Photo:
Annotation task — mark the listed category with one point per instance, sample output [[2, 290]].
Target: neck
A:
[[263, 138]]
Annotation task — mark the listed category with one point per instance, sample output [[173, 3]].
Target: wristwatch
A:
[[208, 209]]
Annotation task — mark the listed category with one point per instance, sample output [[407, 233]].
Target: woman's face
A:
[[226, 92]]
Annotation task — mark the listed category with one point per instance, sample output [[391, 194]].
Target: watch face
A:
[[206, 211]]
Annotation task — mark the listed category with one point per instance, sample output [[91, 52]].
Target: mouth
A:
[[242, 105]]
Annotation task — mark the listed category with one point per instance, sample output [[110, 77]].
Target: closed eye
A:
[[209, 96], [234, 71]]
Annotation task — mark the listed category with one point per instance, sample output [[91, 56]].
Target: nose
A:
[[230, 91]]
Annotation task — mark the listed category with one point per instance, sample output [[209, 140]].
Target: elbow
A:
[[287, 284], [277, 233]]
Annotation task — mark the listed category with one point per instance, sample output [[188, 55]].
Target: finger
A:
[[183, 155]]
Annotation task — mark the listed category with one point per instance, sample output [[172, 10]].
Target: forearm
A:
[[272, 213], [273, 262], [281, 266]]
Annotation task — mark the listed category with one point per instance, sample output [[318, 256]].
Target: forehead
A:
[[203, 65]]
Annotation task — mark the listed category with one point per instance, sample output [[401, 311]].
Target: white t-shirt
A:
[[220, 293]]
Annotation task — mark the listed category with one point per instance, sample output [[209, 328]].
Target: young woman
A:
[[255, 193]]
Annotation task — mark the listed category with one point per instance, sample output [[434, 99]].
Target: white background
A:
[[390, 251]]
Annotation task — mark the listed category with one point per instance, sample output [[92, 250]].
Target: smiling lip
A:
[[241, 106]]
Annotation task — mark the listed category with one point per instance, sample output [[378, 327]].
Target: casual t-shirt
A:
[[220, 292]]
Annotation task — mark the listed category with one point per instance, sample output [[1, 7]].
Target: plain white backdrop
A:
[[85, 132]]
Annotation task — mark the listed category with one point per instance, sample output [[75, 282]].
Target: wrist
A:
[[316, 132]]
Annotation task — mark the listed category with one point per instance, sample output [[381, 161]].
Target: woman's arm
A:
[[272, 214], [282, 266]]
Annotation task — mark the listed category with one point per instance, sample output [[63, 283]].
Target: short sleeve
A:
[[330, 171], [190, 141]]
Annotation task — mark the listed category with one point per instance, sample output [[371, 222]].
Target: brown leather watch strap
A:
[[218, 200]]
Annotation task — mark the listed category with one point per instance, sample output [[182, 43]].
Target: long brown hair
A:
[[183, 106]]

» **Instructions for the task**
Copy out every entry again, exactly as it was given.

» **Written reply**
Photo:
Annotation task — mark the listed category with one point per instance, sample output [[2, 290]].
Target: neck
A:
[[263, 138]]
Annotation task — mark the listed category with one point per instance, sample output [[173, 3]].
Target: wristwatch
A:
[[208, 209]]
Annotation task — mark the listed category with one point per instance, sample output [[407, 233]].
Target: woman's face
A:
[[226, 92]]
Annotation task — mark the listed category with one point per instance, sample output [[391, 194]].
Target: watch face
A:
[[206, 211]]
Annotation task — mark the listed category with one point per instance, sample output [[91, 52]].
Target: mouth
A:
[[242, 105]]
Annotation task — mark the listed category with one point per instance, sample output [[110, 77]].
Target: closed eye
A:
[[209, 96], [234, 71]]
Annotation task — mark the listed category with one point per instance, sample output [[91, 56]].
Target: nose
A:
[[230, 91]]
Annotation task — mark the listed category with one point per instance, sample output [[209, 140]].
Target: elbow
A:
[[287, 284], [277, 233]]
Annotation task — mark the listed category with one point per instance, sample output [[188, 55]].
Target: finger
A:
[[183, 155]]
Annotation task — mark the listed category with one point per instance, sample output [[172, 10]].
Target: forearm
A:
[[272, 213], [273, 262], [281, 266]]
Annotation task — mark the listed category with one point per instance, sample output [[318, 256]].
Target: forehead
A:
[[203, 65]]
Annotation task — mark the listed category with one point per instance, sample output [[401, 311]].
Target: white t-shirt
A:
[[220, 293]]
Annotation task — mark the listed category with one point per instance, sample output [[209, 328]].
Target: young woman
A:
[[255, 193]]
Annotation task — mark the listed category with one point per instance, sample output [[434, 99]].
Target: white background
A:
[[390, 251]]
Annotation task — mark the listed category with one point per instance, sample output [[92, 250]].
Target: smiling lip
A:
[[241, 106]]
Annotation task — mark the listed category with one point per instance, sample output [[378, 327]].
Target: casual t-shirt
A:
[[220, 292]]
Annotation task — mark the listed category with one point per instance, sample output [[1, 7]].
Target: plain white backdrop
A:
[[85, 132]]
Annotation task — mark the listed category with one point per instance, sample output [[75, 282]].
Target: wrist
A:
[[316, 132]]
Annotation task — mark the listed category with one point per instance, sample output [[381, 161]].
Target: woman's arm
A:
[[272, 214], [282, 266]]
Annotation task — mark the listed category with one point per instance, sample output [[63, 283]].
Target: short sleeve
A:
[[330, 171], [190, 141]]
Annotation task — mark the listed category with one point per instance, sample output [[371, 222]].
Target: brown leather watch strap
A:
[[218, 200]]
Annotation task — mark the listed category with one point per instance, sample output [[182, 43]].
Target: long brown hair
A:
[[183, 106]]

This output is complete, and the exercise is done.